● **What is being asked**
Reproduce all of the entries below line for line, with no changes.

Dataset entries on where objects are located
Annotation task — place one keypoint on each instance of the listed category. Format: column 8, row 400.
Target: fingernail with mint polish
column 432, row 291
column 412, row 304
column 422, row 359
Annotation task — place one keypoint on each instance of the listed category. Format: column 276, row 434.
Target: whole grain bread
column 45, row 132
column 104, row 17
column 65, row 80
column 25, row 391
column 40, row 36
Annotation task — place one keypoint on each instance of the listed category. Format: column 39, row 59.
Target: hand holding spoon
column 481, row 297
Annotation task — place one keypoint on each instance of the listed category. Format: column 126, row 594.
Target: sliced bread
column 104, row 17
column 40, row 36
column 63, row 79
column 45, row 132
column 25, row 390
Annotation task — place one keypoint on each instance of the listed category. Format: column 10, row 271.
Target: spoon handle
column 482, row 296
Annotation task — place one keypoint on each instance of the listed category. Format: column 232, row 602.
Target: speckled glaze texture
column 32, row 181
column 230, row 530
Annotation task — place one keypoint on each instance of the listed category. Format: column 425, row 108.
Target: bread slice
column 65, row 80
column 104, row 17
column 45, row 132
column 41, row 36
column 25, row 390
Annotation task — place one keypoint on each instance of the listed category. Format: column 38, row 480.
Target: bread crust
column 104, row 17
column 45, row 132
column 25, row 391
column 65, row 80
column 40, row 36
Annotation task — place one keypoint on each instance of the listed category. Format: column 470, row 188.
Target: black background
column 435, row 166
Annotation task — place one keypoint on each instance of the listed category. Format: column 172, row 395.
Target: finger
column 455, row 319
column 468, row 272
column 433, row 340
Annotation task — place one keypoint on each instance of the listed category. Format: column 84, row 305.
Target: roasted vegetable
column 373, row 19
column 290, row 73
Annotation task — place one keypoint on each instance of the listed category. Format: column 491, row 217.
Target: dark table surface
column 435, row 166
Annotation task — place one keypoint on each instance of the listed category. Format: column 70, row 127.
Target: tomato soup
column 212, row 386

● **Answer in full**
Annotation task — place one keypoint on each instance of the listed category. Format: column 8, row 400.
Target: fingernail with mint polish
column 432, row 291
column 412, row 304
column 422, row 359
Annotation task — place one keypoint on each instance of the listed category. Format: column 276, row 434.
Target: whole grain bread
column 45, row 132
column 104, row 17
column 65, row 80
column 25, row 391
column 40, row 36
Annotation task — place one keypoint on each instance of the listed category. Format: column 39, row 59.
Target: hand holding spoon
column 481, row 297
Annotation task — place one keypoint on each instance of the listed category. Format: column 126, row 594.
Target: sliced bread
column 104, row 17
column 40, row 36
column 63, row 79
column 45, row 132
column 25, row 390
Annotation task — place one keypoint on each instance of the listed category. Format: column 10, row 271.
Target: spoon handle
column 482, row 296
Annotation task — place one keypoint on each instance of the listed category. Format: column 232, row 602.
Target: speckled glaze texture
column 32, row 181
column 230, row 530
Annotation task — place one keypoint on each instance of the listed category. Format: column 425, row 108.
Target: bread slice
column 65, row 80
column 104, row 17
column 45, row 132
column 41, row 36
column 25, row 390
Annotation task — place one keypoint on each instance of the listed category. Format: column 38, row 480.
Target: bread crust
column 104, row 17
column 45, row 132
column 25, row 391
column 65, row 80
column 40, row 36
Annotation task — place one keypoint on each instance of the listed category. Format: column 470, row 188.
Target: black background
column 435, row 166
Annotation task — place one keypoint on each instance of the listed category. Format: column 172, row 395.
Target: finger
column 455, row 319
column 468, row 272
column 433, row 340
Annotation task — place one keypoint on each instance of the listed category. Format: column 84, row 305.
Target: roasted vegetable
column 373, row 19
column 290, row 73
Annotation task — place one keypoint on each instance of the listed category. Format: column 491, row 217.
Target: dark table surface
column 435, row 166
Annotation task — place one keypoint on each instance of the listed category. Format: column 70, row 127.
Target: tomato soup
column 212, row 386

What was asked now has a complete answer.